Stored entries
********
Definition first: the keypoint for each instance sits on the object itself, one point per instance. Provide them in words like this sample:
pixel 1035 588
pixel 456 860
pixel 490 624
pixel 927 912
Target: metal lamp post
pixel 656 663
********
» **Task details**
Using the data above, reproduce every line exactly.

» **Reply**
Definition first: the keypoint for each instance sits on the object itself, one point per instance. Provide them in words like this sample:
pixel 1035 588
pixel 456 860
pixel 490 624
pixel 927 912
Target: metal lamp post
pixel 656 663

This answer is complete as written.